─── INPUT ───

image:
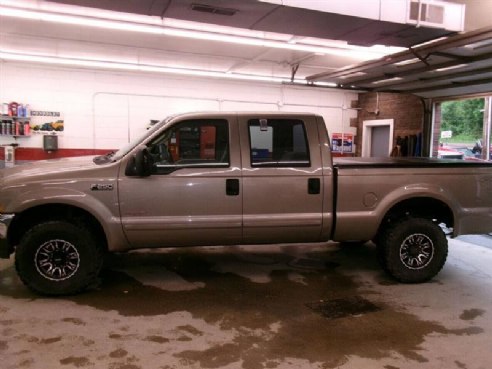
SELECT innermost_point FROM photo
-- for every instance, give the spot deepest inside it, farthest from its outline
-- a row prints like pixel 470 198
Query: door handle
pixel 232 187
pixel 314 186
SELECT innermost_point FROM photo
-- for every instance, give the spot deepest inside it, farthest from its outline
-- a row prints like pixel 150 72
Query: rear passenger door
pixel 282 180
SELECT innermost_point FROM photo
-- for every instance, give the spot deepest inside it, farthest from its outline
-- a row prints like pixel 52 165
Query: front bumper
pixel 5 249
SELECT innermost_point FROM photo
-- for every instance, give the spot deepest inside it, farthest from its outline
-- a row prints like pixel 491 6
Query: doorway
pixel 377 137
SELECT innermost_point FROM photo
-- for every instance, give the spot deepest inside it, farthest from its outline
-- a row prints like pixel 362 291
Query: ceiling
pixel 460 64
pixel 270 17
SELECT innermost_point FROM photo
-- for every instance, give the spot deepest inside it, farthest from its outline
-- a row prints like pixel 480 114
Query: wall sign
pixel 47 122
pixel 342 142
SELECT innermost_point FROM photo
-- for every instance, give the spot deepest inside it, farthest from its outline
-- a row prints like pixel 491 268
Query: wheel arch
pixel 425 207
pixel 42 213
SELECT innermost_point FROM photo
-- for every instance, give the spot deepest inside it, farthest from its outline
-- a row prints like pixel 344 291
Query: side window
pixel 193 143
pixel 278 143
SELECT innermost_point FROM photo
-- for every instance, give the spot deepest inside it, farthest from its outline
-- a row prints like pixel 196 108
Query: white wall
pixel 105 109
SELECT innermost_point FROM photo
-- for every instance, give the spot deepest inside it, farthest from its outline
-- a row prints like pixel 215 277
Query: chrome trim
pixel 5 220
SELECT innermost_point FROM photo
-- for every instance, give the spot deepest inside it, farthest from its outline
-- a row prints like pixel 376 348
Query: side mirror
pixel 140 165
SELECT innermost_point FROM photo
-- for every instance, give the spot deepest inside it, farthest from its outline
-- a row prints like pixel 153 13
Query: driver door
pixel 193 196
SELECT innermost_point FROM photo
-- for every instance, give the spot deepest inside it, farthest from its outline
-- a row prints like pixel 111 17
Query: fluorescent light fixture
pixel 352 75
pixel 407 62
pixel 394 79
pixel 480 44
pixel 100 64
pixel 450 68
pixel 159 29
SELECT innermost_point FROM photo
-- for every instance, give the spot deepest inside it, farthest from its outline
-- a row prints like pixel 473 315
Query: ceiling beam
pixel 450 42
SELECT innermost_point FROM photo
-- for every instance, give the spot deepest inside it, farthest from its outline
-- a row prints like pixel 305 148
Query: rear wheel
pixel 58 258
pixel 412 250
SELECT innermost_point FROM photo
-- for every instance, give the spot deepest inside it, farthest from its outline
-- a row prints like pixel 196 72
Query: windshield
pixel 116 155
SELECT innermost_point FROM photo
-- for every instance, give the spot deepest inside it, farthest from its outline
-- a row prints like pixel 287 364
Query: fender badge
pixel 101 187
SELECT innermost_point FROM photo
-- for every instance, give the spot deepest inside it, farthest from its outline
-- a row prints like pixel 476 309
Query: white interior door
pixel 377 137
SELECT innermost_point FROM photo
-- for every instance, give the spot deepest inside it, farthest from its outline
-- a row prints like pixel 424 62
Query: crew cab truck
pixel 228 179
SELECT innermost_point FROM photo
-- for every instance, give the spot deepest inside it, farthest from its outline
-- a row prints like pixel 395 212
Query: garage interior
pixel 94 74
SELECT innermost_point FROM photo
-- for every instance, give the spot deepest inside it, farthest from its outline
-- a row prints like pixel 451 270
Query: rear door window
pixel 278 143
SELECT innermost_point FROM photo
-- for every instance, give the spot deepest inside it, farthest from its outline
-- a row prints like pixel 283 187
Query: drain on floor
pixel 339 308
pixel 305 263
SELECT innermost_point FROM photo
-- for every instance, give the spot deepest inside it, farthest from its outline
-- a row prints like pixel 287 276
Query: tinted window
pixel 200 143
pixel 278 142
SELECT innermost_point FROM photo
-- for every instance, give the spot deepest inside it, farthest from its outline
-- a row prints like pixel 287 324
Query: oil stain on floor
pixel 306 309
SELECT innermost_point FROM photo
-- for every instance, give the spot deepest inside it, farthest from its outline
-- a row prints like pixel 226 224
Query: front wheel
pixel 413 250
pixel 58 258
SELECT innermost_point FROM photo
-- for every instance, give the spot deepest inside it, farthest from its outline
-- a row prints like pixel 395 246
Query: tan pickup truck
pixel 228 179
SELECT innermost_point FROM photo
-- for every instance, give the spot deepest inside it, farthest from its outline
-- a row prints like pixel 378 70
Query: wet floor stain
pixel 340 308
pixel 321 316
pixel 77 362
pixel 471 314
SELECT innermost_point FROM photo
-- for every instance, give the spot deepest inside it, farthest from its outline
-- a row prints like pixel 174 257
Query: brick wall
pixel 407 111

───

### THE PROBLEM
Please copy the lines of the records from the very first one through the line holding "pixel 282 180", both ends included. Leave the pictures out of your answer.

### EXERCISE SOLUTION
image:
SELECT innermost_point FROM photo
-- for every instance, give the spot deepest inside it, farthest from its outline
-- a row prints like pixel 470 198
Query: door handle
pixel 232 187
pixel 314 186
SELECT innermost_point FROM photo
-- for every instance, give the spot deepest inside it, farthest from its outline
-- a row prints like pixel 150 72
Query: rear passenger door
pixel 282 180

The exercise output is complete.